Arrange the lines as a numbered list, starting with the line containing "Segment the tie" and continuing through the end of the records, and leave out any blank lines.

## Given data
- - - - -

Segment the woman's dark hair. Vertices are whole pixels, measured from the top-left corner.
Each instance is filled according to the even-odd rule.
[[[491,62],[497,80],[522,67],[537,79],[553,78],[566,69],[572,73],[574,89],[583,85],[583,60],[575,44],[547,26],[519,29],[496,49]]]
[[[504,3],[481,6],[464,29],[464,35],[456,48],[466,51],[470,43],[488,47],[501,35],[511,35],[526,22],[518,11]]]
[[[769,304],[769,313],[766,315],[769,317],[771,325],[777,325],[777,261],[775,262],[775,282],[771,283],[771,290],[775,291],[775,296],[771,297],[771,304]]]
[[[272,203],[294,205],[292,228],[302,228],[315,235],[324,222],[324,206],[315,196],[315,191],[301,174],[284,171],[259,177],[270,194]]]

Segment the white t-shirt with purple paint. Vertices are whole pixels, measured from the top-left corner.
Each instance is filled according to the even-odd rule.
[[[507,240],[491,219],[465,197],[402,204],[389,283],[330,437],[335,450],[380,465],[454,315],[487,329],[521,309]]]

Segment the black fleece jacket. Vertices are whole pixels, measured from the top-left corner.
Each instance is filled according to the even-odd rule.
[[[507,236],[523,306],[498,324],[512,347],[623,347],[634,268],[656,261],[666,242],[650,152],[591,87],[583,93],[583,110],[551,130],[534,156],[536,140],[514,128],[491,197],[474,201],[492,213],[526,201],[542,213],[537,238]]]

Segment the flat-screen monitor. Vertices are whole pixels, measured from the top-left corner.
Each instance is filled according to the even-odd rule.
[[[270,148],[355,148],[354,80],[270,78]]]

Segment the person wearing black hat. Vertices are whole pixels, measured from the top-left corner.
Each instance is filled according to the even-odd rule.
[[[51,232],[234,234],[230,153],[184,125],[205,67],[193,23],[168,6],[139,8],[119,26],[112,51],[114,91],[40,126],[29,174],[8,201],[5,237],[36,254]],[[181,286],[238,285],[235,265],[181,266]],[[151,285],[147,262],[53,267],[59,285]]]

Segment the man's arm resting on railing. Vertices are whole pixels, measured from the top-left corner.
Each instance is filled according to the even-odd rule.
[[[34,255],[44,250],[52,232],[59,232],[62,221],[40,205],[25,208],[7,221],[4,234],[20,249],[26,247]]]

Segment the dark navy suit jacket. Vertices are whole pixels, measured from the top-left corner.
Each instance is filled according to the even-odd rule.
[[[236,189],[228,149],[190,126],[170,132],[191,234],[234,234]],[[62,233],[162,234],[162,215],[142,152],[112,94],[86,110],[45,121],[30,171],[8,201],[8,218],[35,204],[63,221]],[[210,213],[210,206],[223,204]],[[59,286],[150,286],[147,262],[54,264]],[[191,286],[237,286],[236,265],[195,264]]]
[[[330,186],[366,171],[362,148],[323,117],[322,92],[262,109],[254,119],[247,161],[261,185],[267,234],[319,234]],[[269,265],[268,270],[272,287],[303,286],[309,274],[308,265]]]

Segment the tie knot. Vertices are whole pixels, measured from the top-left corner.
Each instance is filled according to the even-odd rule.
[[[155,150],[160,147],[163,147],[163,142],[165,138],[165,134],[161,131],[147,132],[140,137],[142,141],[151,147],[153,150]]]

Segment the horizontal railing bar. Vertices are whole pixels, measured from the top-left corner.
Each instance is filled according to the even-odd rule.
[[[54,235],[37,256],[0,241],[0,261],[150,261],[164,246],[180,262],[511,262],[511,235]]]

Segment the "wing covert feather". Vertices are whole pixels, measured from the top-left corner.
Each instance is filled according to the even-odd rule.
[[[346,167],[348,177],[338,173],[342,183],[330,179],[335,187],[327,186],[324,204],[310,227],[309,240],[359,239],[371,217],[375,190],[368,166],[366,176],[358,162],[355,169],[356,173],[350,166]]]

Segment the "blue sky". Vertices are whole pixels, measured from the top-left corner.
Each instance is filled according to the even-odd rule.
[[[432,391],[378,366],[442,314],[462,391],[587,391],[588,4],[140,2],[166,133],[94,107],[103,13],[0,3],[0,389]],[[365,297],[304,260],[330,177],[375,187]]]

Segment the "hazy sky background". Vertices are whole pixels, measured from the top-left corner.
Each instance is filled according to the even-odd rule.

- - - - -

## Solution to the exercise
1. Segment the tie knot. Vertices are whole pixels, measured from the top-left corner.
2. Each instance is filled according to the even-odd rule.
3. [[[155,150],[160,147],[163,147],[163,142],[165,138],[165,134],[161,131],[147,132],[140,137],[142,141],[151,147],[153,150]]]
4. Segment the horizontal railing bar. Vertices are whole pixels, measured from the top-left corner.
5. Each instance is filled according to the even-odd rule.
6. [[[54,235],[37,256],[0,241],[0,261],[150,261],[164,246],[180,262],[511,262],[511,235]]]
7. Segment the "wing covert feather". Vertices are whole pixels, measured from the top-left corner.
8. Each instance is filled according to the even-odd rule.
9. [[[346,167],[348,177],[338,173],[342,183],[330,179],[335,187],[327,186],[324,204],[310,227],[309,240],[359,239],[371,217],[375,190],[368,166],[366,176],[358,162],[355,169],[356,173],[350,166]]]
10. Segment the "blue sky". Vertices are whole pixels, measured from the top-left corner.
11. Each instance is filled according to the even-odd rule.
12. [[[432,391],[378,366],[442,314],[462,391],[587,391],[588,4],[140,2],[166,133],[94,107],[103,13],[0,3],[0,389]],[[365,297],[304,260],[330,177],[375,187]]]
13. Segment the "hazy sky background". Vertices are whole pixels, measured from the top-left corner.
14. Each instance is filled according to the even-odd rule.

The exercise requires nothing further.